*** AVAILABLE DATA ***

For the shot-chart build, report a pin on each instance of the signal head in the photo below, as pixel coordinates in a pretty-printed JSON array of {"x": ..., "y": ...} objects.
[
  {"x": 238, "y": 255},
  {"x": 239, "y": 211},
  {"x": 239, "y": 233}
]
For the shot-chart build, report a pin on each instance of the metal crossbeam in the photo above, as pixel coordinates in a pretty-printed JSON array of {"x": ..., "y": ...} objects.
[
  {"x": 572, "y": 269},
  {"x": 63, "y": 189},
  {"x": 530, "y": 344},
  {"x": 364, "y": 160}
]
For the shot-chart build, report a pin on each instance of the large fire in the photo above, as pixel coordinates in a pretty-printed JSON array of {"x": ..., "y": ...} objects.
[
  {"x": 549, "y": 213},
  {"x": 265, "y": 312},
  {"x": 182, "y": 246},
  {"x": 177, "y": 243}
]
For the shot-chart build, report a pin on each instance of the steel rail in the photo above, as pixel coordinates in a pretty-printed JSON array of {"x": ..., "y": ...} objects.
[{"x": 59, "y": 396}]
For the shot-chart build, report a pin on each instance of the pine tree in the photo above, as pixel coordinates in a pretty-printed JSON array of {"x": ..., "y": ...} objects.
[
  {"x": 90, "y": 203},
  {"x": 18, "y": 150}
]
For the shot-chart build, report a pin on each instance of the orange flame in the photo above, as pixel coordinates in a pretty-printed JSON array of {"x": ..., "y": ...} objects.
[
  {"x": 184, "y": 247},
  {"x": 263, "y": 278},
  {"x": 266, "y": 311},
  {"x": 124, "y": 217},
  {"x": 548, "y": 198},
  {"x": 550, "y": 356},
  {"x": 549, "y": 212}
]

***

WHAT THIS TASK INVOLVES: Having found the line with "of the large" in the listing above, transcribe it and every line after it to the end, exactly, with no additions.

RESPONSE FOR THIS EXERCISE:
For the shot-chart build, report a pin on each instance of the large fire in the photo above, as pixel coordinates in a pretty-printed JSON array of {"x": ..., "y": ...} objects.
[
  {"x": 549, "y": 213},
  {"x": 265, "y": 312},
  {"x": 182, "y": 246},
  {"x": 177, "y": 243}
]
For the shot-chart build, report a pin on each instance of the steel rail in the photo above, as pixel coordinates in a pretty-printed JSON array of {"x": ..., "y": ...} objects.
[{"x": 59, "y": 396}]
For the shot-chart build, report a pin on each instance of the pine tree in the photo above, as pixel coordinates in a pretty-printed JSON array of {"x": ..., "y": ...} objects.
[
  {"x": 90, "y": 203},
  {"x": 18, "y": 150}
]
For the shot-chart build, report a pin on each instance of the orange flame in the photo above, as pixel coordinates in a pretty-printed JSON array of {"x": ..., "y": ...} objects.
[
  {"x": 184, "y": 247},
  {"x": 263, "y": 278},
  {"x": 266, "y": 311},
  {"x": 124, "y": 217},
  {"x": 548, "y": 198},
  {"x": 550, "y": 356},
  {"x": 549, "y": 212}
]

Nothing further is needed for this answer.